## Material provided
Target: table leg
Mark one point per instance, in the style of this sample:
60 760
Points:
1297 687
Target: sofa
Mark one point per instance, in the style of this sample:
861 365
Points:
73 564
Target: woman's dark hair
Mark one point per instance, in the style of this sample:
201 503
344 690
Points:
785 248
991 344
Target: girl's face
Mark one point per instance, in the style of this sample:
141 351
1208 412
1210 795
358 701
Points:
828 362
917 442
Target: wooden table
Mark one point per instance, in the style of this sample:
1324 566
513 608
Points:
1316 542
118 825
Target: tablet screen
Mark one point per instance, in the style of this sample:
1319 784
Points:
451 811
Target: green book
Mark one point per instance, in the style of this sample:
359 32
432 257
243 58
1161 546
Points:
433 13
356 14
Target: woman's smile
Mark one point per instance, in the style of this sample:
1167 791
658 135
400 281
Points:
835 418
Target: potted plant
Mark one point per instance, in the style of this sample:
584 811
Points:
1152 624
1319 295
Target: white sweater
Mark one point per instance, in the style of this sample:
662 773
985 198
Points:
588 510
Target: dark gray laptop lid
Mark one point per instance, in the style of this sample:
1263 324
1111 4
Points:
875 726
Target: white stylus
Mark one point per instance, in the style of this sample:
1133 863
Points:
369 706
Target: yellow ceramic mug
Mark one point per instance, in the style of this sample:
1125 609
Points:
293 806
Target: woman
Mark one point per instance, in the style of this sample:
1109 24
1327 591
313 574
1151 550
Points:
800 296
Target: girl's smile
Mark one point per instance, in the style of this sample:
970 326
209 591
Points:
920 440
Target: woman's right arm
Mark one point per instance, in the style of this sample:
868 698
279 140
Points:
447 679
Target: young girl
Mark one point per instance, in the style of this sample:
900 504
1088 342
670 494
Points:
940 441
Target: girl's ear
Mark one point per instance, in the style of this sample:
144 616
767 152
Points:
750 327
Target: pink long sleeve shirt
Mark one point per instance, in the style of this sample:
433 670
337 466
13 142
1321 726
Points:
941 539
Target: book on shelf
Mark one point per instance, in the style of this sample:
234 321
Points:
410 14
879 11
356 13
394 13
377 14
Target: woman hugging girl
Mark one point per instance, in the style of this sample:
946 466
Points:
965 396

## Your objective
Set all of the entries down again, exactly as they were given.

## Complete response
Target: table leg
Mark one point per instance, in the style of this sample:
60 760
Points:
1297 687
Target: sofa
Mark one point per instance, in the style of this sample:
861 365
Points:
73 564
Target: woman's dark hair
Mark one point per instance, in the style of this sample:
201 503
344 690
Points:
785 248
991 344
Target: girl's face
Mark one point per instance, in the style of this sample:
141 351
1208 412
1210 795
358 701
Points:
828 362
917 442
Target: wooden table
Mark one point per instance, in the style of this sample:
1324 566
513 608
Points:
1316 542
118 825
Target: tablet screen
Mark one point per instance, in the style of this sample:
1319 784
Points:
451 811
Target: green book
Mark one point per instance, in the style of this sample:
359 32
432 257
243 58
1161 546
Points:
433 13
356 14
Target: woman's smile
Mark one point per instance, in the style of this sample:
1167 791
658 135
400 281
Points:
835 418
Target: potted plant
Mark one point per instance, in the style of this sample:
584 811
Points:
1152 624
1319 295
Target: white sweater
Mark one point per instance, in the style of this sample:
662 773
985 198
Points:
588 510
Target: dark gray laptop lid
Mark one point per instance, in the style of this sample:
1263 324
1111 4
Points:
875 726
Target: white stylus
Mark one point per instance, in the style of this sample:
1133 863
Points:
369 706
Target: yellow ceramic mug
Mark one point per instance, in the style of this sample:
1125 609
Points:
293 806
Target: woman
Mark one point per instance, in the style of this sample:
1109 24
1327 591
313 574
1151 550
Points:
800 296
Target: girl's smile
Mark one point per instance, in the style of this sample:
970 326
209 591
Points:
920 440
Target: woman's right arm
Mark one point per instance, in the style of this sample:
868 698
279 140
Points:
447 679
Target: young girl
Mark one point per instance, in the style of this sample:
900 504
1088 342
670 494
Points:
940 441
Target: girl's ear
Mark one point per instance, in the style of this sample:
144 616
767 152
Points:
750 327
Target: pink long sleeve shirt
Mark one point per instance, in the style of this sample:
433 670
337 466
13 142
1321 726
Points:
941 539
Target: book on shelf
Mark one point per instance, in the style of this sample:
234 321
Points:
410 14
879 11
356 13
394 13
377 14
Target: woman hugging girl
Mark one point per instance, in the style of this sample:
946 466
Points:
965 396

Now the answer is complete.